• [Written task]:
Reproduce verbatim every line from the one that includes "Indicate the painted" to the closing line of the entries; omit everything before it.

**********

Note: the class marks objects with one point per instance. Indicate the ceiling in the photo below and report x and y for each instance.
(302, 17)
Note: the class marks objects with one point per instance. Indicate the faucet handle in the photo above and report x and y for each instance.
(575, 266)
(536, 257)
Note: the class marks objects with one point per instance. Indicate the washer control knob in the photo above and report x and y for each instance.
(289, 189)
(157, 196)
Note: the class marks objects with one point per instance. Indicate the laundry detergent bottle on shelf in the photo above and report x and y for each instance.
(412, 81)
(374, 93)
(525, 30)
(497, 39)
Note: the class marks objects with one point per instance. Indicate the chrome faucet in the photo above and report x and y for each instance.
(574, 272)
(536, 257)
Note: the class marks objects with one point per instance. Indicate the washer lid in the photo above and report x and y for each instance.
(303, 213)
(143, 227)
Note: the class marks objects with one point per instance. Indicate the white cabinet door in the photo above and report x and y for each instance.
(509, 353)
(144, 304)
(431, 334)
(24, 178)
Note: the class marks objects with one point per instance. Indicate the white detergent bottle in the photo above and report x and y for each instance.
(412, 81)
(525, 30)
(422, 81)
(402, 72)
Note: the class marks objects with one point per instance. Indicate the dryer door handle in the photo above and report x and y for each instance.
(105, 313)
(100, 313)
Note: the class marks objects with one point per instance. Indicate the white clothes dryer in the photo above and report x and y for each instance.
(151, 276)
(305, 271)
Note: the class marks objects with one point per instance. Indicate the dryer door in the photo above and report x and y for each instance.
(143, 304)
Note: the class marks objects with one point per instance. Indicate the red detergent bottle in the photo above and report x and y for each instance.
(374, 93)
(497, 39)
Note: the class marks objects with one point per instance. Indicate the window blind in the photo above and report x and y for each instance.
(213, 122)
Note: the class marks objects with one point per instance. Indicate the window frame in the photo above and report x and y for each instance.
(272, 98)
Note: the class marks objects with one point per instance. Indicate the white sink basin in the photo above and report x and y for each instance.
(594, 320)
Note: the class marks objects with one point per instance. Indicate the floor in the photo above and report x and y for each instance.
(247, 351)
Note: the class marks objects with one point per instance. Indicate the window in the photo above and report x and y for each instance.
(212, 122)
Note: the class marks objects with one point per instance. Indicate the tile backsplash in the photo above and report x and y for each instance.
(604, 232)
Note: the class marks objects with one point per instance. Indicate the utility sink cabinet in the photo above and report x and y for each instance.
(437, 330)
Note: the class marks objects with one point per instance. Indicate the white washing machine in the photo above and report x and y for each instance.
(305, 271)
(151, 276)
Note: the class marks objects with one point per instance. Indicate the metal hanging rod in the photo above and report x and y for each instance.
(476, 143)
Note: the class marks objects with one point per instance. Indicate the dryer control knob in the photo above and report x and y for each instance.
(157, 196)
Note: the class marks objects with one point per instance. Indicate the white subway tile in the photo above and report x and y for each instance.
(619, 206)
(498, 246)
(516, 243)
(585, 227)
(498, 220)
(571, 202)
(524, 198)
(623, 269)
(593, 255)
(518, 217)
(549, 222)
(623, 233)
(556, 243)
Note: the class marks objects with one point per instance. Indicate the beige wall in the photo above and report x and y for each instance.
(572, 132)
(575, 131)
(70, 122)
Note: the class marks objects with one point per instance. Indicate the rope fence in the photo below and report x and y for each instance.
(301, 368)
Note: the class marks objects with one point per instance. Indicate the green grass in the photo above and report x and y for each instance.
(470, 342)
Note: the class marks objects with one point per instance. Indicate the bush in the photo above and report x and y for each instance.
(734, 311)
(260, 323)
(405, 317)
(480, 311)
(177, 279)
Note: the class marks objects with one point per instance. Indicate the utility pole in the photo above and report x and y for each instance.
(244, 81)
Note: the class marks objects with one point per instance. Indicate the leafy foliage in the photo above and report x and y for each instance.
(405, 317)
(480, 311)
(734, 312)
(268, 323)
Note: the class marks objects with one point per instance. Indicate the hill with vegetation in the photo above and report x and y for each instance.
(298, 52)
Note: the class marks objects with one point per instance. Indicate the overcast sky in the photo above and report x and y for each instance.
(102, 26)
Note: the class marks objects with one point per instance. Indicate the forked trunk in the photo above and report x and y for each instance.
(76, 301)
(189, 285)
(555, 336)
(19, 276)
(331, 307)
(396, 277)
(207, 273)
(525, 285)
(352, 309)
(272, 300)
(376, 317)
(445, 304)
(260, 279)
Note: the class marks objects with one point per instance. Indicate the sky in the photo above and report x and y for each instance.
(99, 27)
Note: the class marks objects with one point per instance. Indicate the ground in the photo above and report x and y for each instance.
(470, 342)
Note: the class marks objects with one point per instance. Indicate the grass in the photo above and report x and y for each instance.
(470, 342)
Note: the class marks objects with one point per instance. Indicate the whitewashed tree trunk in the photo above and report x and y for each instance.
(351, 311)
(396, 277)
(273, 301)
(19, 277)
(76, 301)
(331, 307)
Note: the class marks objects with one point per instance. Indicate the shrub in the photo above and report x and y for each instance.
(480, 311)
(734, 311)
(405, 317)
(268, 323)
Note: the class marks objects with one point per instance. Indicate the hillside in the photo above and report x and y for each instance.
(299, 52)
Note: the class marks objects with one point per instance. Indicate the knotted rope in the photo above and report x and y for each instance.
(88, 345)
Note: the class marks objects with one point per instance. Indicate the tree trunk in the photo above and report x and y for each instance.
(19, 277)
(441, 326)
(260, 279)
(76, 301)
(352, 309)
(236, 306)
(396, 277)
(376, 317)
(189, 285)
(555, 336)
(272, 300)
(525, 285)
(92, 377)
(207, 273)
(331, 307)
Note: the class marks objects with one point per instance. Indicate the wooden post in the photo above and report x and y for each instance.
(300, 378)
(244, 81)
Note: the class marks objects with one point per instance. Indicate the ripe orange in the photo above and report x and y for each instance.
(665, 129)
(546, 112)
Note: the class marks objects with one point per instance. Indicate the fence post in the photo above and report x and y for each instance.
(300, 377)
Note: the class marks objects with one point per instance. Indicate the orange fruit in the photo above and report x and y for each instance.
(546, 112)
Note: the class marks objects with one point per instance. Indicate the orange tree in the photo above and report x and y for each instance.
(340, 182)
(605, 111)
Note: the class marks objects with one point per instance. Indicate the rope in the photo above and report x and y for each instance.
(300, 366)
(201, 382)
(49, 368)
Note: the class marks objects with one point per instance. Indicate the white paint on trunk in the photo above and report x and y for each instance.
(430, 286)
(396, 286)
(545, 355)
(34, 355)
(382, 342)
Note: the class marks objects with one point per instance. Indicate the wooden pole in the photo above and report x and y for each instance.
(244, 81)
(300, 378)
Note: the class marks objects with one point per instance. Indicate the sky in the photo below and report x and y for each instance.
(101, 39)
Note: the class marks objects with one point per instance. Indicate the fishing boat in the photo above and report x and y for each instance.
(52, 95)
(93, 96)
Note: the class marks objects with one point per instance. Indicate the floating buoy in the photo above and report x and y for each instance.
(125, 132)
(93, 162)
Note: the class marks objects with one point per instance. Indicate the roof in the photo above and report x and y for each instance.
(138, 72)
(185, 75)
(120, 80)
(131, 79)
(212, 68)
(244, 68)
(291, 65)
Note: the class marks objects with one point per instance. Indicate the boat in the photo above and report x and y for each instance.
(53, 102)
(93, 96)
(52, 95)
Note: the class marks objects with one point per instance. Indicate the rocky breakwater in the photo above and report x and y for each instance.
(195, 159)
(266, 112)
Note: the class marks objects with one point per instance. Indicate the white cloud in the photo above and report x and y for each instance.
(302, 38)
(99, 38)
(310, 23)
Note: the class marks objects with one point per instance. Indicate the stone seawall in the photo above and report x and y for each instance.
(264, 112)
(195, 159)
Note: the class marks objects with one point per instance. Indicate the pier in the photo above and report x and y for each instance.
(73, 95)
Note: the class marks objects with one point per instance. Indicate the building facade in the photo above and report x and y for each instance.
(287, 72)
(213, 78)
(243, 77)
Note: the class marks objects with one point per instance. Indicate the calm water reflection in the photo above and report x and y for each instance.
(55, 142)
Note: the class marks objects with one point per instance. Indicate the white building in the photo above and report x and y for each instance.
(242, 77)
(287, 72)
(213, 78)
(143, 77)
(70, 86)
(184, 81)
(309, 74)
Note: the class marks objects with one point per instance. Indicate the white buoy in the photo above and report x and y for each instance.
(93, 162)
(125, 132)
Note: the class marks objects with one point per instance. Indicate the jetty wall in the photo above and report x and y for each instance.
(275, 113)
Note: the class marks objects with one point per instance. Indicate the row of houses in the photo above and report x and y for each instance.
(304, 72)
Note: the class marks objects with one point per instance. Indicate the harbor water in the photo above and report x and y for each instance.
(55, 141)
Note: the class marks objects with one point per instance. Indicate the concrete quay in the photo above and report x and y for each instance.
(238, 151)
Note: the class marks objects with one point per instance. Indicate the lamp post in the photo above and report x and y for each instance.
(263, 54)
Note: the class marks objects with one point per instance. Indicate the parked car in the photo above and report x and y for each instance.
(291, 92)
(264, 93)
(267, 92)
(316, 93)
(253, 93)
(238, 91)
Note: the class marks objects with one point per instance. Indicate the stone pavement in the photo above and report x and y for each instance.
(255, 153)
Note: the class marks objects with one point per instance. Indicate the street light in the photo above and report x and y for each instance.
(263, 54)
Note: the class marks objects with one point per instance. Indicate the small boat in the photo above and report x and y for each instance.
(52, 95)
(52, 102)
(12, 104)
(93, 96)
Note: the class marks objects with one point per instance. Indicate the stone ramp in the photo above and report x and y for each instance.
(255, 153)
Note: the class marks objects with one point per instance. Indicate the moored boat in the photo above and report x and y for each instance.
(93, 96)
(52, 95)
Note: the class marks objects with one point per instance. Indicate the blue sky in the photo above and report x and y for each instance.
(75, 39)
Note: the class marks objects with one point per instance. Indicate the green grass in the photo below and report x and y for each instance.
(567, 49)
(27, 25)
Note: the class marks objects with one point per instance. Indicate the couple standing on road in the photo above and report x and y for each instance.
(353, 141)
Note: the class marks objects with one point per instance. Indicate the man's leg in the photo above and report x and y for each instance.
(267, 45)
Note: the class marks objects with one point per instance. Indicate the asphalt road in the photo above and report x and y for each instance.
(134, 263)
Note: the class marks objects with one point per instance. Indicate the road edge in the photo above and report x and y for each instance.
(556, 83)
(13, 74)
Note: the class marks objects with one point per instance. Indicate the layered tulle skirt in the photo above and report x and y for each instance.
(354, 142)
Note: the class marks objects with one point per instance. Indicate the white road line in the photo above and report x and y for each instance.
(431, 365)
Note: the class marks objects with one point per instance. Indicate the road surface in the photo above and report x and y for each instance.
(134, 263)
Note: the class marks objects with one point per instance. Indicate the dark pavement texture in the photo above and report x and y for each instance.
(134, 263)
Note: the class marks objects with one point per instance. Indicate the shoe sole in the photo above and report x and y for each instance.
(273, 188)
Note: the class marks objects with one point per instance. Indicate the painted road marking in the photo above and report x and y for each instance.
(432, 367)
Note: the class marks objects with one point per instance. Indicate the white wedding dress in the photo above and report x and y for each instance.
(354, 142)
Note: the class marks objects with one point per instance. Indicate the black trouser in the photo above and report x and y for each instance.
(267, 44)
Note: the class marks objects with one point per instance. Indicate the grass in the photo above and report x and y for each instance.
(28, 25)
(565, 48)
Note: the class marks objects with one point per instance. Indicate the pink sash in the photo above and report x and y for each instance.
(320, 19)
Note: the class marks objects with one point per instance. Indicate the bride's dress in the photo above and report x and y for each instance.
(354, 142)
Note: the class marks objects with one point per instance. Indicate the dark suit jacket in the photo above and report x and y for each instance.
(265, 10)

**********

• [Written solution]:
Note: the class marks objects with one point per instance. Indicate the painted road marking in the photo above and report x and y for each instance.
(432, 367)
Note: the class marks objects with one point per instance. Indicate the white wedding dress in the photo above and report x and y for each instance.
(354, 142)
Note: the class marks objects with one point per instance. Indicate the black trouser in the photo above and report x and y for each instance.
(267, 44)
Note: the class marks objects with one point per instance. Indicate the grass in the photo above and report x and y for each instance.
(28, 25)
(565, 48)
Note: the class marks objects with one point per instance. Indicate the pink sash in the photo above and report x and y for each instance.
(320, 19)
Note: the class marks objects with one point per instance. Indicate the bride's dress in the photo above and report x and y for each instance.
(354, 142)
Note: the class marks objects with one point per instance. Indicate the dark suit jacket in the photo above and report x and y for each instance.
(265, 10)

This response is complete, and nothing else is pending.